■ What needs to be done: Please carry on the article about Tiger Woods at the Old Course from the point where it stops.

■ Page extract:
────────────────────────────────────────

As LIV Golf lurks in the shadows, the battle for the Claret Jug provides a much-needed shot of purity. The tournament is engulfed in history; the esteemed names from the past, many of whom have gathered to celebrate everything the Champion Golfer of the Year stands for, provides a befitting reminder of the priceless reward the game still has to offer.
Tiger Woods, golf’s knight in shining armour, is fit, beaming from ear to ear after squeezing 58 holes into barely four days leading up to lights out on Thursday. Like a kid in a candy shop, Woods has attracted a legion of supporters who have descended on this little corner of the east coast of Scotland, some from as far as Argentina, just to capture perhaps a last glimpse of one of the greatest still confident he can summon his legendary best.
There has been a cutting tone to the adulation Woods has shown towards the Old Course though; thrilled and grateful to play, of course, but also conscious of his role in golf’s bitter struggle and the power his words hold.
It has led to a stark warning to those defecting to LIV Golf, the uncertainty surrounding world ranking points and the sacrifices they could be making. Those at risk may want to soak up this glorious occasion given their uncertain future in the majors.
"Who knows what’s going to happen in the near future with world-ranking points, the criteria for entering major championships? Some of these players may not ever get a chance to play in major championships,” Woods remarked. "That is a possibility, that some players will never, ever get a chance to experience this right here.”
Woods is a factor this week and not merely a distraction to celebrate The R&A’s party seven years in the making. His nous and savviness from two iconic victories around the Old Course in 2000 and 2005, make for a fascinating week. It is staggering to watch Woods, 506 days after a career-threatening car accident, strike such a bullish presence in pursuit of a 16th major.

────────────────────────────────────────

■ Provided information:
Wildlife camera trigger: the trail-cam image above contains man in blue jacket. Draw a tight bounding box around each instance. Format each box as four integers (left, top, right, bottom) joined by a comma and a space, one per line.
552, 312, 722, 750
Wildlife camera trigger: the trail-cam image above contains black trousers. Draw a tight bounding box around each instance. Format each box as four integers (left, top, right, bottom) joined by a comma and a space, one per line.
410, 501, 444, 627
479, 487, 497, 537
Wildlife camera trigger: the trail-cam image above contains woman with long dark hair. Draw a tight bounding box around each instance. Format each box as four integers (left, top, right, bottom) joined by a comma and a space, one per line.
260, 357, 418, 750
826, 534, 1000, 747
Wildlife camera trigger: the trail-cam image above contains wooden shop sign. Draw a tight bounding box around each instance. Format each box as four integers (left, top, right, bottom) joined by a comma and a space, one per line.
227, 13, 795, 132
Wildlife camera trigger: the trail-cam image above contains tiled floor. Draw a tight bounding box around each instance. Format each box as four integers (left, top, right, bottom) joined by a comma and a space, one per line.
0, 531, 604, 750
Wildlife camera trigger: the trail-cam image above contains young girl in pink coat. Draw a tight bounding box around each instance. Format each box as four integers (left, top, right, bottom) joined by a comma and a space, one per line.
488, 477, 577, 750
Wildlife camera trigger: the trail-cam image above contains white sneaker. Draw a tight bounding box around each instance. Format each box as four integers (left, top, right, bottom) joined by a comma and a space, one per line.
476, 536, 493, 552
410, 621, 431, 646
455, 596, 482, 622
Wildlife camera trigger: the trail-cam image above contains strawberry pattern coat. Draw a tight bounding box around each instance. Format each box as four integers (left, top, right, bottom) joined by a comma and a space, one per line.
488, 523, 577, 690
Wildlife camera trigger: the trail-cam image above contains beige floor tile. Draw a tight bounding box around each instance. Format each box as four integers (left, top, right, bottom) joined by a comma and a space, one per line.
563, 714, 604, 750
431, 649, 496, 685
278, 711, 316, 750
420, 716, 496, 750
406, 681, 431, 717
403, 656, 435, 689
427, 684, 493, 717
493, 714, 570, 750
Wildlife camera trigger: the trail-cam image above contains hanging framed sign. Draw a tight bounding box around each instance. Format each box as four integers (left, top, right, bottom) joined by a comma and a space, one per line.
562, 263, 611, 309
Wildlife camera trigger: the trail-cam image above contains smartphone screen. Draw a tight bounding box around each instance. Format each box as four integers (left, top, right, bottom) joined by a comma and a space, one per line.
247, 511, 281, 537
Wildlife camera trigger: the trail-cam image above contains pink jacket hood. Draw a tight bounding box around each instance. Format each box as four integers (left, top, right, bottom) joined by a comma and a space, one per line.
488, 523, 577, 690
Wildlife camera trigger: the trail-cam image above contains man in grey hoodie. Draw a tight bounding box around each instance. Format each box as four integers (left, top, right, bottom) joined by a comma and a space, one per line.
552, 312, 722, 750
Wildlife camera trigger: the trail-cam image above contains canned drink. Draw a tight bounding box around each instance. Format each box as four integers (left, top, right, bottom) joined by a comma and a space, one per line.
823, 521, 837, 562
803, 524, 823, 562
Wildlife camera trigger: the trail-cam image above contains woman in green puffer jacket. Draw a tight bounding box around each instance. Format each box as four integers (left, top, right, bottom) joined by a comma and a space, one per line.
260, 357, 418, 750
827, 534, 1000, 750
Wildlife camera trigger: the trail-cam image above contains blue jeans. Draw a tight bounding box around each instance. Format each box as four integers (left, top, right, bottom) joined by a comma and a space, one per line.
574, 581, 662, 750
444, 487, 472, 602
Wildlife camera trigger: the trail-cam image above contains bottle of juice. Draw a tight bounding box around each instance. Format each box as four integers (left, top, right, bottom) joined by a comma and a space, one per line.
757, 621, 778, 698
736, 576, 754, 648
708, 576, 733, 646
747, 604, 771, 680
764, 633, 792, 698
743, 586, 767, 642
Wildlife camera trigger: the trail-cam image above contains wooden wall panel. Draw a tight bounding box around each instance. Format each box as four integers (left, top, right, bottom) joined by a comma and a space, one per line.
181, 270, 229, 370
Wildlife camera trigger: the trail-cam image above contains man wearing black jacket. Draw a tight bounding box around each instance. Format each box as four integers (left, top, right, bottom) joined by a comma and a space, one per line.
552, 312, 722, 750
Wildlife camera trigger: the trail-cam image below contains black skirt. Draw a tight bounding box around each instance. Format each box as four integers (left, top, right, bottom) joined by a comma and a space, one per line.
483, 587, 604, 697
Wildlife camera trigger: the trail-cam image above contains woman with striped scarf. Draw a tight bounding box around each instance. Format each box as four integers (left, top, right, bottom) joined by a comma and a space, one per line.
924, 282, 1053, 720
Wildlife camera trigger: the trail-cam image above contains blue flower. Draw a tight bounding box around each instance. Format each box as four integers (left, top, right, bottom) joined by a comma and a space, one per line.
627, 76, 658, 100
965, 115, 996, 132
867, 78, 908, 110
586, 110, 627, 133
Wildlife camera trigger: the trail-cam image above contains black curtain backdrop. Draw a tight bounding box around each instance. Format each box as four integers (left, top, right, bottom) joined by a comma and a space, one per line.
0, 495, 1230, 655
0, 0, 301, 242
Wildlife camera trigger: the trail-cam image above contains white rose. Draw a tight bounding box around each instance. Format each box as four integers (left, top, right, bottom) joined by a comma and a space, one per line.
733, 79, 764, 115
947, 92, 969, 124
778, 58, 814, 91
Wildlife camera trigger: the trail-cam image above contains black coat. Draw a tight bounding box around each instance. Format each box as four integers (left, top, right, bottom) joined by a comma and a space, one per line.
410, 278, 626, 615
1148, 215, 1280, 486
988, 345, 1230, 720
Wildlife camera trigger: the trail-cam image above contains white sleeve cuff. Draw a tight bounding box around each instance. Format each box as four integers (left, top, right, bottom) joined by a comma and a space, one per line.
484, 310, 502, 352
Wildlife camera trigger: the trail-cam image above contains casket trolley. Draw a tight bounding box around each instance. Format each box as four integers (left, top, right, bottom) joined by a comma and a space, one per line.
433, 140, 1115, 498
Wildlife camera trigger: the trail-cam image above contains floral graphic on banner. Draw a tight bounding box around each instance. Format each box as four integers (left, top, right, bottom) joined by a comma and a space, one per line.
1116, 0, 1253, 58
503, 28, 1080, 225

────────────────────────────────────────

■ Response:
But after Augusta, this may be his best opportunity to win, a place where mastering the curvature of each vast green and charming one’s ball to resist more than 100 bunkers, a feat famously accomplished in 2000, will prove pivotal.
There are fears that the field could run riot without that familiar Scottish gale, but the unique challenge makes for a fascinating experience during golf’s fleeting dance along the links. One contender, Justin Thomas, is fixated on the bunkers and the likelihood that they will torment many a player this week to leave their hopes and dreams in pieces.
“These are the most penal bunkers of any Open Championship I’ve played in,” said the two-time major winner. “I haven’t seen many [bunkers this week] that aren’t a chip-out, or hitting it out sideways.
“Even in the fairways, it will drop straight down, rather than roll to the middle. It’s a big learning experience, just how differently you can play this golf course each time and the bizarre lines you can take.”
Thomas is a student of the game, pairing courses to iconic shots and moments. His eyes lit up this week discussing the Old Course, notably when Woods surged to an eight-shot victory in 2000 while adding colour commentary after each shot to his caddie Steve Williams: “Is that the one you’re talking about?”
— The Open (@TheOpen) December 29, 2020
There are contenders galore: defending champion Collin Morikawa, former Open champions Rory McIlroy and Jordan Spieth, golf’s unassuming world No1 and Masters champion Scottie Scheffler and even a new breed led by last month’s US Open champion Matt Fitzpatrick. While there is a distinct chance of a maiden winner as the field’s form man, Xander Schauffele, simmers after back-to-back wins, including last week’s Scottish Open, heading into this week.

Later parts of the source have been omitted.